*Page text:*
╭──
Mailing List Archive

Does clamav work with hex or characters?
Hi

I have a basic question. Most body-based signatures are hex based(lets
focus on fixed string signatures alone for simplicity), whereas some of the
files are hex(EXE) or character-based(HTML).

In the code I see unsigned chars used predominantly to represent patterns
and file contents. At the very core, do the string matching algorithms,
mainly extended Boyer Moore, I would like to understand how the datatypes
gets manipulated.

1) Do the character based files get translated to hex to compare with body
based signatures?

2) Does the signature get treated as a string of chars?
If yes,
Does a toy signature "fe" gets treated as two chars(8 bits each) for "f"
and "e" (or)
Does the code read the signature "fe" and maps into one character based on
the ASCII table (for example)?
╰──
*Data section:*
╭──
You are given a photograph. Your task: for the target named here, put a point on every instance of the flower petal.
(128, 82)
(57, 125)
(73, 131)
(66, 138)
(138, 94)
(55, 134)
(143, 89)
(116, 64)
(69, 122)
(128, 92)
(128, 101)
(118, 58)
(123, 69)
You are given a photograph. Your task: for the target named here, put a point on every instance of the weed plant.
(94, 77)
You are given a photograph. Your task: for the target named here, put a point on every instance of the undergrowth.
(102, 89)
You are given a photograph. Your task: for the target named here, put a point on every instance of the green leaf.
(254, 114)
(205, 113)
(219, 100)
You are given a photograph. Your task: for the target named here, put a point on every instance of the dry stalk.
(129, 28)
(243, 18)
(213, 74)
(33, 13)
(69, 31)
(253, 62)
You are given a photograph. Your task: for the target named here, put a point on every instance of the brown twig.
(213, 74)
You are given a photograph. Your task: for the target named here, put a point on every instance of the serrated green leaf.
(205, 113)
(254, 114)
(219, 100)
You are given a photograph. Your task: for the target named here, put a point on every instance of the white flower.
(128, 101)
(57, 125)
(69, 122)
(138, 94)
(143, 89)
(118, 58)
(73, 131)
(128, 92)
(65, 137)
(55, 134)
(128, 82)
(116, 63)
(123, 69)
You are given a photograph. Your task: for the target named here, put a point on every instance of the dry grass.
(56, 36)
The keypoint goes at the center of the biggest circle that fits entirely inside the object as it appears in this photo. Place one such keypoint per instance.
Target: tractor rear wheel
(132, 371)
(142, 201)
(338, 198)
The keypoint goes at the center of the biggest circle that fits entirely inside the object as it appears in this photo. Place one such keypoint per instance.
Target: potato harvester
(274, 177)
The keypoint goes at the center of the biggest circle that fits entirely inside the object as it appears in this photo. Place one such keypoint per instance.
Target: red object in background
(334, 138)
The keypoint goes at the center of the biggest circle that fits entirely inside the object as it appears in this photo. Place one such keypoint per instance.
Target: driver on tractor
╰──
Swap "Boyer Moore" for "Aho-Corasick" as you rewrite the mailing list post, beginning at the words "In the code" and stopping after "table (for example)?". Rely only on the mailing list post for what follows.

In the code I see unsigned chars used predominantly to represent patterns
and file contents. At the very core, do the string matching algorithms,
mainly extended Aho-Corasick, I would like to understand how the datatypes
gets manipulated.

1) Do the character based files get translated to hex to compare with body
based signatures?

2) Does the signature get treated as a string of chars?
If yes,
Does a toy signature "fe" gets treated as two chars(8 bits each) for "f"
and "e" (or)
Does the code read the signature "fe" and maps into one character based on
the ASCII table (for example)?